* start Provided text *

Seven Stars was home to a stunning, diverse ecosystem that sustained a vast array of organisms. It was only able to do so because of a complex chain of geological events that set up the area for the life documented here. The Seven Stars ecosystem was heavily influenced by the step-by-step formation of the modern Appalachian Mountains that still dominate the Eastern portions of North America.
Mountain building and Tectonic Plate Theory
Much of the geological history of Seven Stars can best be explained by Tectonic Plate Theory, which describes the motions of the tectonic plates that float on top of the Earth’s mantle. These together constitute the Earth’s crust and are part of the Lithosphere, a hard layer of the Earth which slides on top of the more viscous Asthenosphere beneath it. This layer is the uppermost portion of the Mantle, which is stirred up when hotter molten magma that was heated closer to the Earth’s core rises in what are called mantle plumes. As these plumes rise, they cool and produce mushroom-shaped structures spreading outward. As the magma cools in this way, it can push tectonic plates around on the surface, contributing to active changing environments as oceans and continents move across Earth’s surface (2).
As plates move, they can slide past each other (transform boundary, often causing earthquakes as the plates grind past each other), be pulled apart (divergent boundary, where magma cools to form oceanic crust, often pushing continents into new positions), or be pushed together (convergent boundaries, where the heavier plate is pushed down – subduction – into the Earth and the lighter pushed up) (2). These differing plate boundaries affect what kinds of environments will be formed, determining where deep oceans, shallow seas, mountains, plains, and deserts will be.
Grenville Orogeny – 1.1 Bya
During the Grenville Orogeny, many different continents were pushed together to form the supercontinent Rodinia (1,2). As Rodinia formed, the edges of plates were pushed up to form mountain ranges, but these eroded in the millions of years to come (1,2). When Rodinia broke apart due to rifting (the process in which new oceanic crust is formed at divergent plate boundaries), roughly 760-700 Ma (2,3) massive volcanism occurred, resulting in the Catoctin lava flows right before the Cambrian Period began (2). Laurentia, a continent which encompassed most of modern North America, broke away from the larger Gondwana (2), which was composed of modern South America, Africa, India, and other smaller plates. The new Iapetus Ocean grew between them as oceanic crust built up and pushed the continents apart (3).
Taconic Orogeny – 460 Ma (Ordovician Period)

* end Provided text *
* start Record set *

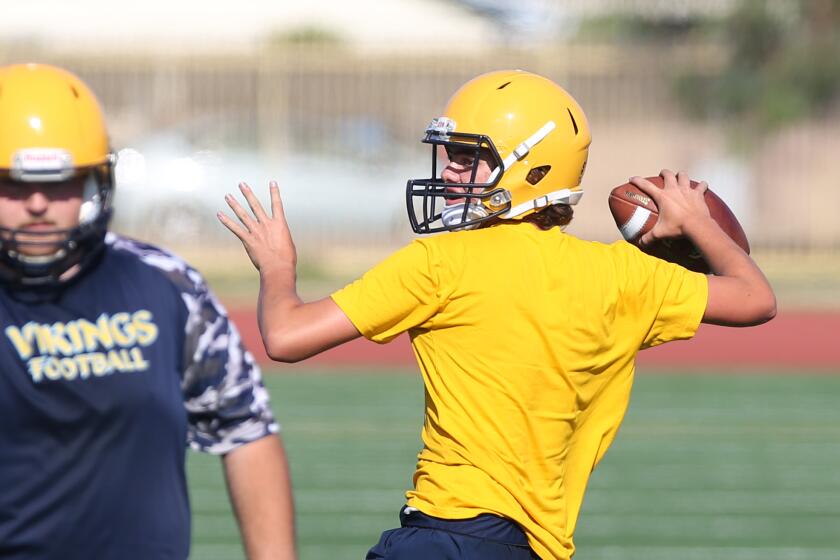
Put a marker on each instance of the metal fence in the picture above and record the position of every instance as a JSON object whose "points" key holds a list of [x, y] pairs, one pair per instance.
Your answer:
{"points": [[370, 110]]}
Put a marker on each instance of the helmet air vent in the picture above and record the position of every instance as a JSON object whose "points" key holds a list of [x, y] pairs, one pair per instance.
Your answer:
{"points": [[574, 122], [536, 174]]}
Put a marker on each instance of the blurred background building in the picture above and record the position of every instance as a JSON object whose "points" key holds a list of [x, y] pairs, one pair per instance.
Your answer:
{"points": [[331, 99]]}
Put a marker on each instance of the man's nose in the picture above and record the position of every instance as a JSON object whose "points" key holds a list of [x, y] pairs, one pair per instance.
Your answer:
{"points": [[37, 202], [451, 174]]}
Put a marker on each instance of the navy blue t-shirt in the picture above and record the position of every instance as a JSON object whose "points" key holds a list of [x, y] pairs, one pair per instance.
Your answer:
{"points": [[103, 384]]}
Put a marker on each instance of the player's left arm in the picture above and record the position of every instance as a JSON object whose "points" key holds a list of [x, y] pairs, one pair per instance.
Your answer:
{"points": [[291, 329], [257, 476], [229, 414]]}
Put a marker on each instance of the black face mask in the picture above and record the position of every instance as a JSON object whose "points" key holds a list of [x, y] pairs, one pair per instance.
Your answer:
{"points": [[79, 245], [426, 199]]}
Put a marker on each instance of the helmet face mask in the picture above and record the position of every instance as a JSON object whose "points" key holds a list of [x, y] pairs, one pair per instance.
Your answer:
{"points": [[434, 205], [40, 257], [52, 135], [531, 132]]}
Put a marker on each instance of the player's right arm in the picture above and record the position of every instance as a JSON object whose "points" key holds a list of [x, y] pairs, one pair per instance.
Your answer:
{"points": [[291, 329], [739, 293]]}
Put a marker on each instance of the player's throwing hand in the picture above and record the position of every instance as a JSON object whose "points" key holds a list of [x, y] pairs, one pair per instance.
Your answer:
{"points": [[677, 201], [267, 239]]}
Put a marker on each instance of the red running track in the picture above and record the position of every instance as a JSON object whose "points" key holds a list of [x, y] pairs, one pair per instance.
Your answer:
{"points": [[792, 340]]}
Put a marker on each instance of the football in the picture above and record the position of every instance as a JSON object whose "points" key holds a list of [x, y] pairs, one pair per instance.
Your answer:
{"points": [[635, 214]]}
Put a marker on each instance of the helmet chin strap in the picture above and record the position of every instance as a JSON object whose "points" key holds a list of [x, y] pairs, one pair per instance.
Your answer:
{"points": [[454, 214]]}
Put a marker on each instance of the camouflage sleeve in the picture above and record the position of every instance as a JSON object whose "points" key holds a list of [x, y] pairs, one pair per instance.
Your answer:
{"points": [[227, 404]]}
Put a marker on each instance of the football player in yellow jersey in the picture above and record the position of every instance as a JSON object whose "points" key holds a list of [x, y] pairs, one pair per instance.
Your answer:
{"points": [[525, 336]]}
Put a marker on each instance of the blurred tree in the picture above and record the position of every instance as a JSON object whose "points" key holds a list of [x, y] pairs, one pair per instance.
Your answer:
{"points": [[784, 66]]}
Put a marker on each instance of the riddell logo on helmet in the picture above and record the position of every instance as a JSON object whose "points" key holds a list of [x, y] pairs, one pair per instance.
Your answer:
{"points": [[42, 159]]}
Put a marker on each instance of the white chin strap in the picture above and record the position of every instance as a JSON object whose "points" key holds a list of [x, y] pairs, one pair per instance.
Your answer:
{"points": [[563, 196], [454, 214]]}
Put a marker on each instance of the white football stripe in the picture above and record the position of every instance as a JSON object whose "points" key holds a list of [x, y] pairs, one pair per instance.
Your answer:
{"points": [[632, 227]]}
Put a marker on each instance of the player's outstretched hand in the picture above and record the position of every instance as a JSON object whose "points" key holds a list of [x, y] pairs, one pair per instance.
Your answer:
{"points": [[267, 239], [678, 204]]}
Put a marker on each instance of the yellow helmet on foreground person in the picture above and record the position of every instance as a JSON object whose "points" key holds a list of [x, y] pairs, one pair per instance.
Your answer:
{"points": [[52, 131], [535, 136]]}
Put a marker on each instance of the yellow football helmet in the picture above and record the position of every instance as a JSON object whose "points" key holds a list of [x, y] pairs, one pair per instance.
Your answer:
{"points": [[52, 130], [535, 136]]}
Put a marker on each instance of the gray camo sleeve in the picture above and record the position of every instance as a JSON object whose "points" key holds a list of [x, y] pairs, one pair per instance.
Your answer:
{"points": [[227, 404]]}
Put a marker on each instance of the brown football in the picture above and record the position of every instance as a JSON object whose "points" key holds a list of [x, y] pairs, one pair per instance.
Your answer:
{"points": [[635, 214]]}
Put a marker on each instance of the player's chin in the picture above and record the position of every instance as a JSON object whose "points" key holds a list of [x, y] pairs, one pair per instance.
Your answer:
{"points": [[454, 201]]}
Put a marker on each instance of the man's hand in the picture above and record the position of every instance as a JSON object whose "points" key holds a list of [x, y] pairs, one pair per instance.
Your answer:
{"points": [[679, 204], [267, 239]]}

* end Record set *
* start Record set *

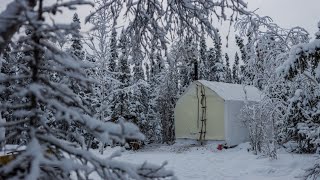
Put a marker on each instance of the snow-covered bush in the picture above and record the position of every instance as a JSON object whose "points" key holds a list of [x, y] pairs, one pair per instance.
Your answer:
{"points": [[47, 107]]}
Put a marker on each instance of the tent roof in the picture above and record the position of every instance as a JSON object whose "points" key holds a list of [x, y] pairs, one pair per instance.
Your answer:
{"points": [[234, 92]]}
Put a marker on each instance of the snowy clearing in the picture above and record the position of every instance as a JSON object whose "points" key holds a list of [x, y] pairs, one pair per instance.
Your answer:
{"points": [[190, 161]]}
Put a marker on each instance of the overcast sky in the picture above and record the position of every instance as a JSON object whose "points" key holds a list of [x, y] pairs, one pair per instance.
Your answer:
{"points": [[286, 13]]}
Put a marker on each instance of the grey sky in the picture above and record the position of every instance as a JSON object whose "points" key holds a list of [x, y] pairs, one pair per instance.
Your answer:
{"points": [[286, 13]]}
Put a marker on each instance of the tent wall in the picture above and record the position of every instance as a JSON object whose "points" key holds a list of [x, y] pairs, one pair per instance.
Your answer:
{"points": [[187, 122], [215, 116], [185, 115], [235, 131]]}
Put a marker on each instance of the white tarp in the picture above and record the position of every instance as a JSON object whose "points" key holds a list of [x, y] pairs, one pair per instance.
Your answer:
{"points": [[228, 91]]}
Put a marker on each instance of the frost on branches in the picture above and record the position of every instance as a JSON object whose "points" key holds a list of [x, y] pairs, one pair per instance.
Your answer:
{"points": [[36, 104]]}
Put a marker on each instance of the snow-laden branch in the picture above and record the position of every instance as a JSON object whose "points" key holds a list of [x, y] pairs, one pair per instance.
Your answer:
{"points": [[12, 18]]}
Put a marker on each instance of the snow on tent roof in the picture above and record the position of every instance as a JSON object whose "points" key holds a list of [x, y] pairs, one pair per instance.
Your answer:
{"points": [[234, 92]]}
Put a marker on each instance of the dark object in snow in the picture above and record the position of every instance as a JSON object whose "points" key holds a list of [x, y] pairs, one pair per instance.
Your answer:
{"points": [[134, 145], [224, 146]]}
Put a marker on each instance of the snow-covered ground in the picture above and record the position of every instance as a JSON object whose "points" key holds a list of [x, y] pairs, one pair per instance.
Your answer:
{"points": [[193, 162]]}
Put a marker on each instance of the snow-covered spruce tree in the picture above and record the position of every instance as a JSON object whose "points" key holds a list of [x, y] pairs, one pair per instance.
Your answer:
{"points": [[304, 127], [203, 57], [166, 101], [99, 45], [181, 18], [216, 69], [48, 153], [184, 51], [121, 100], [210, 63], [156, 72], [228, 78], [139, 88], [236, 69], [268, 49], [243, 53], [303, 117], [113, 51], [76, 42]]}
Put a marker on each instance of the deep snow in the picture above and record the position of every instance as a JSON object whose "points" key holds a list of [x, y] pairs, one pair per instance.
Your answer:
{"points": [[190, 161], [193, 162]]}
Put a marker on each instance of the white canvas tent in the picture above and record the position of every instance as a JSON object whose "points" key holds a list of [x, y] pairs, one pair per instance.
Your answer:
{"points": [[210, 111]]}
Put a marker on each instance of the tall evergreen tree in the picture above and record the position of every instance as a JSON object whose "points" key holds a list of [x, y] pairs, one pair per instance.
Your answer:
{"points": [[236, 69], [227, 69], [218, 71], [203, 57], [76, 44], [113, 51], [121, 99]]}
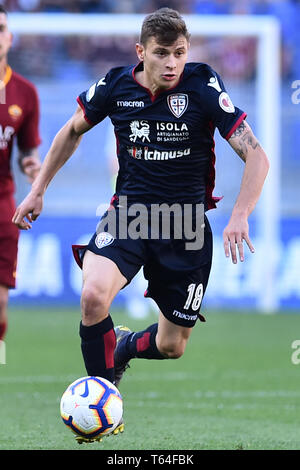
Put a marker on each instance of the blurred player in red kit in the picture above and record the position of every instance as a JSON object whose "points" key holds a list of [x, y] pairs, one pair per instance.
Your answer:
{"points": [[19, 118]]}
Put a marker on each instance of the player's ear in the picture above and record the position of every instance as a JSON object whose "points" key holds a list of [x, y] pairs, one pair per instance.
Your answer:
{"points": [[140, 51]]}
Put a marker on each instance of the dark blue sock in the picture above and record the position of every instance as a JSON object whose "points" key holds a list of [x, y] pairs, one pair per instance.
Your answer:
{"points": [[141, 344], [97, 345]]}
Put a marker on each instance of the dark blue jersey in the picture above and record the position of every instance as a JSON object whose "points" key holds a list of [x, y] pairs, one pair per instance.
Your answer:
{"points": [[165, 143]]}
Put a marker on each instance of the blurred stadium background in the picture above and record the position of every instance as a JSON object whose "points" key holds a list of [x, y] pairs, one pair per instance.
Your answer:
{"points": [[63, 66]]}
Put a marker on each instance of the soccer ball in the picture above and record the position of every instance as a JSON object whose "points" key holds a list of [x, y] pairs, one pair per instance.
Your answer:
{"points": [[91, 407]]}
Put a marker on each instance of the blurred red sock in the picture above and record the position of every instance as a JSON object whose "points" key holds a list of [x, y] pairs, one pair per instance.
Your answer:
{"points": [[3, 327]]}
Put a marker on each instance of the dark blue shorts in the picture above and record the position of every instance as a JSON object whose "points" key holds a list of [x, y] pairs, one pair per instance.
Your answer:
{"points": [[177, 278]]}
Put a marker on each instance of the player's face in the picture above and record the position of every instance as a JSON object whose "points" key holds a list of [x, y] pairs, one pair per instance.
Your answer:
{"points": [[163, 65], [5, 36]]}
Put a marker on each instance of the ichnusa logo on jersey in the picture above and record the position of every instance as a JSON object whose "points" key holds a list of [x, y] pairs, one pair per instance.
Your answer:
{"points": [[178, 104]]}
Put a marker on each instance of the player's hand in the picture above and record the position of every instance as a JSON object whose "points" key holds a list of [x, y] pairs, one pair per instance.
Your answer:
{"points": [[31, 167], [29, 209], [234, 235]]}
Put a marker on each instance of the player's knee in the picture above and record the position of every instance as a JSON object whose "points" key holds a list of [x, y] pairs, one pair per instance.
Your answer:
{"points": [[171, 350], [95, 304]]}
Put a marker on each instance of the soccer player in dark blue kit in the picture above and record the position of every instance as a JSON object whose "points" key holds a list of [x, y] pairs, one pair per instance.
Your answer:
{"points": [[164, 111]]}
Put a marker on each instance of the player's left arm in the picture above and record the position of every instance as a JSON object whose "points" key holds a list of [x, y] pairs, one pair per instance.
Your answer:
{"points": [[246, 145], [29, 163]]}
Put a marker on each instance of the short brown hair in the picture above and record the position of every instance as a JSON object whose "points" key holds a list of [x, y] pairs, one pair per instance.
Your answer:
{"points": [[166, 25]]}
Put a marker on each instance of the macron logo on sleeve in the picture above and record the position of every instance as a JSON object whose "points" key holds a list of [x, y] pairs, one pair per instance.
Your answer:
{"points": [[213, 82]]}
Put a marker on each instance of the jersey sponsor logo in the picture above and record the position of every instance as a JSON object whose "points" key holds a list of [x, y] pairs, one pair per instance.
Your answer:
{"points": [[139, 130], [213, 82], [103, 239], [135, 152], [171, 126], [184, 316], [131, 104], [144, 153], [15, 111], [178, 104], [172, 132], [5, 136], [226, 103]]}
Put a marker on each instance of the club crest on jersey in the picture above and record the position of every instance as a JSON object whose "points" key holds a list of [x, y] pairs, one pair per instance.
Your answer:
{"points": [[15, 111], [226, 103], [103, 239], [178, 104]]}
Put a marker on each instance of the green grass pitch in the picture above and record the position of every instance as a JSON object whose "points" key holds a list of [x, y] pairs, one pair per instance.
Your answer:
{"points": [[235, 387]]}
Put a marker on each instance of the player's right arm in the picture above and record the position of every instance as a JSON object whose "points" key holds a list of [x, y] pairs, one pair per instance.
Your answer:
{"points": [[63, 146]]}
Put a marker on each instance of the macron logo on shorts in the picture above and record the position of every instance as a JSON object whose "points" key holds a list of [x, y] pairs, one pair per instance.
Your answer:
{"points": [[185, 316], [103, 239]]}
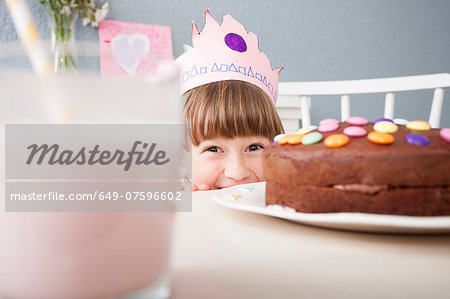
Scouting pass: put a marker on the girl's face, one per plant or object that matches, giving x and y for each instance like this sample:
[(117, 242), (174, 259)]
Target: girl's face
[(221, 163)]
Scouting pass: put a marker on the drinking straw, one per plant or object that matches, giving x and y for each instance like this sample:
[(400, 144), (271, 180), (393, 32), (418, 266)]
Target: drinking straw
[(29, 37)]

* end Record set *
* start Record set *

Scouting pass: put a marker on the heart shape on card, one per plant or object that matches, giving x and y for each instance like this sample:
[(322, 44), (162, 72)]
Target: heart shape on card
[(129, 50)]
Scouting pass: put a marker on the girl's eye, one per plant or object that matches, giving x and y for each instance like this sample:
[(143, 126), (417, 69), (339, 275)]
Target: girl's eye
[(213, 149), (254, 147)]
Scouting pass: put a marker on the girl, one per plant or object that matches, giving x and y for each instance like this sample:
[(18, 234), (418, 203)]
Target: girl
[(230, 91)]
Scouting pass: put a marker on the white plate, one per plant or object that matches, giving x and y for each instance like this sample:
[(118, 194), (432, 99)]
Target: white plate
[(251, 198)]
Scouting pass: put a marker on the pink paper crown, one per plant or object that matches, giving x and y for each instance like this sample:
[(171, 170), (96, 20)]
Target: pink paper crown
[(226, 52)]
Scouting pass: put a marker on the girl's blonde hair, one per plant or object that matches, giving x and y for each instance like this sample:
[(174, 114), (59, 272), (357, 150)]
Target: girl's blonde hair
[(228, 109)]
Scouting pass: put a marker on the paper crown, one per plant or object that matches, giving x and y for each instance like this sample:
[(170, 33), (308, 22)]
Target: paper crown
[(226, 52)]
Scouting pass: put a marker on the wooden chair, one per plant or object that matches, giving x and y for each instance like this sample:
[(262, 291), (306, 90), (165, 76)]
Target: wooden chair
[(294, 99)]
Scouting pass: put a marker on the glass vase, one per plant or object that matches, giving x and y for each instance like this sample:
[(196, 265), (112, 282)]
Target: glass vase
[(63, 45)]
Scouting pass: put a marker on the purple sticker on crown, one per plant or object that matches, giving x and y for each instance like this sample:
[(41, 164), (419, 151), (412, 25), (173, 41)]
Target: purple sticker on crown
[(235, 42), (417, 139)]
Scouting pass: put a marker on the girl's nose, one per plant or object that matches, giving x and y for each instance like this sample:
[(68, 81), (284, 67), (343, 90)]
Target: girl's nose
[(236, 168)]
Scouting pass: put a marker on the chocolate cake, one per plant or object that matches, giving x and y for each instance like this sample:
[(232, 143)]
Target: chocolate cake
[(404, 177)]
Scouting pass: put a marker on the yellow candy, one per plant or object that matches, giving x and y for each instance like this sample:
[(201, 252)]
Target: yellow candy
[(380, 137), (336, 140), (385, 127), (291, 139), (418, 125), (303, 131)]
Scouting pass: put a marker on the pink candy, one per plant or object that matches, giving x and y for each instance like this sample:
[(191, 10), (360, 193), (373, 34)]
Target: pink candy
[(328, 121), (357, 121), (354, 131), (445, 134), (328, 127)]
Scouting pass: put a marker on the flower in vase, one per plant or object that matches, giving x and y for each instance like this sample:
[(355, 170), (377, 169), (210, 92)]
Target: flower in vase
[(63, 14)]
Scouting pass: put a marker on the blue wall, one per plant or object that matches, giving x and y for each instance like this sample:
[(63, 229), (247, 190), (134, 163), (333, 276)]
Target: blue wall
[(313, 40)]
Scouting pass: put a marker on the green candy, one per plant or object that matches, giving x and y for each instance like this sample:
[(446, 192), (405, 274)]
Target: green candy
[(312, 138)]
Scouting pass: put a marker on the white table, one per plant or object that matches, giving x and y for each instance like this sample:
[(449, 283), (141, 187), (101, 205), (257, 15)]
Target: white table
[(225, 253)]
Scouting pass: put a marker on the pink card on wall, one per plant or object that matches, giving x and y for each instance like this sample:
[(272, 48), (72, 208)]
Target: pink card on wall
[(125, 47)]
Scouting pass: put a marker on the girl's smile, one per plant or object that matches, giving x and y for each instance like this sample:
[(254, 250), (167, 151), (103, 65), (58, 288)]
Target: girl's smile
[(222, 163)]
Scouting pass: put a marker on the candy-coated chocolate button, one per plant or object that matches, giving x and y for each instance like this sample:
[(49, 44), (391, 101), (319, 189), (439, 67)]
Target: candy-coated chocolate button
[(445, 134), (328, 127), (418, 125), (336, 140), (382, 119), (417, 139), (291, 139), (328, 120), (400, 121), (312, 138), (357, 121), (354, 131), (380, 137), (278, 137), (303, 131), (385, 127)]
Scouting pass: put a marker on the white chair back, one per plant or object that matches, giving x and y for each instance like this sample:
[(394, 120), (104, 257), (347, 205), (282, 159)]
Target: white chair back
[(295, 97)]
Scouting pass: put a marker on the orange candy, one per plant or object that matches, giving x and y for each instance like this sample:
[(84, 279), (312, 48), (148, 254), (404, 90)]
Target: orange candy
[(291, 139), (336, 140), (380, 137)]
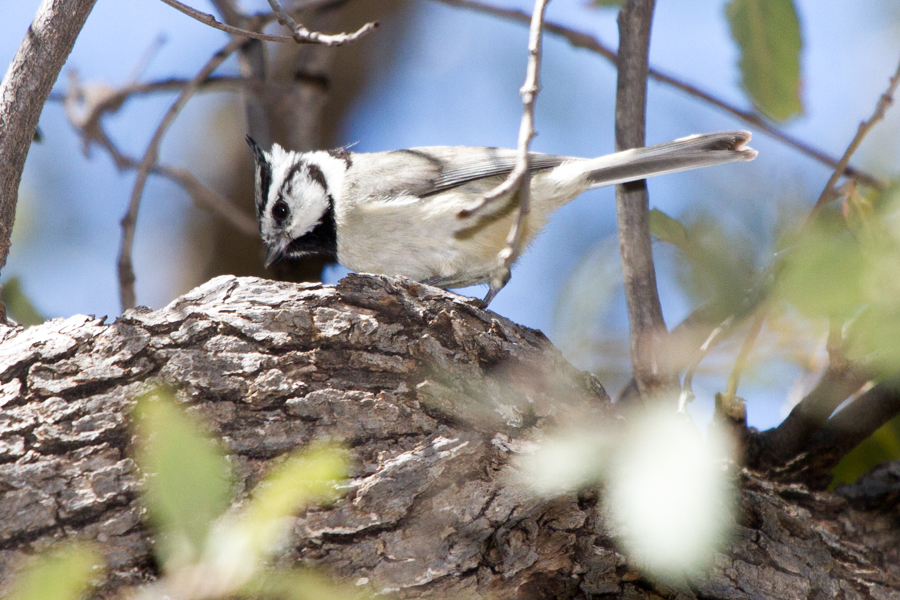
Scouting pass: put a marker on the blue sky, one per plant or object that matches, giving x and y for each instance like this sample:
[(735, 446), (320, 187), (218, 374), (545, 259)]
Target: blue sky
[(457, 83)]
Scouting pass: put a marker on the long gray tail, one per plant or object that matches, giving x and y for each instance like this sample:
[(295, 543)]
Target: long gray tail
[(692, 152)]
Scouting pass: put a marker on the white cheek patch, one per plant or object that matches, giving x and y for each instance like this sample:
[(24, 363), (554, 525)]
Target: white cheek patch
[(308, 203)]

* end Record set *

Required task 1
From the Seven Stars geology text, repeat word for word the stretch from "Seven Stars was" through "of North America.".
Required task 2
Write what follows the last line of the text on the geological history of Seven Stars.

Task output 1
Seven Stars was home to a stunning, diverse ecosystem that sustained a vast array of organisms. It was only able to do so because of a complex chain of geological events that set up the area for the life documented here. The Seven Stars ecosystem was heavily influenced by the step-by-step formation of the modern Appalachian Mountains that still dominate the Eastern portions of North America.

Task output 2
In the Mid Cambrian and continuing until the Early Ordovician Period, the Iapetus Ocean stopped growing and some volcanic island arcs broke away from Gondwana, drifting towards Laurentia (1,2). The Chopawamsic volcanic Island arc was active in the Cambrian, but then became extinct before the Ordovician. It and another microcontinent together moved, before fusing together. A new volcanic event ensued, as Arvonia was formed on top of the extinct Chopawamsic Island arc, culminating in a mountain belt composed of three subcontinents driving Northeast towards Laurentia. Arvonia was still active when the arc collided with Laurentia, in what is called the Taconic Orogeny. Laurentia had jagged coastlines, so not all areas were affected in the same way when the Taconic terrane collided with it, though Southwest Virginia and Eastern Pennsylvania were hit the hardest, causing a mountain range similar to the modern Alps to form as the Taconic terrane was pushed up onto the Laurentian plate. Because the Taconic terrane collided at an angle from the Southeast, Virginia was hit first and then Pennsylvania later. The ramp-like suture in between the two continents separated Early Paleozoic Sedimentary rocks on the Laurentian side and the Taconic Mountains on the other (see Figure 1). The Taconic terrane came with such force that an old fault from the Grenville Orogeny, the Haysville-Fries-Rockfish Valley Fault, was reactivated and part of Laurentia was pushed up onto itself. Above the Suture between the two continents, a shallow sea formed in the Central Foreland Basin, and was almost filled with sediment as the Taconic Mountains were eroded. Thus the Central Appalachian basin formed, an almost closed, very salty shallow sea bordered by sandy beaches and a large desert in Virginia. The sea shrunk through the Silurian and Early Devonian (1).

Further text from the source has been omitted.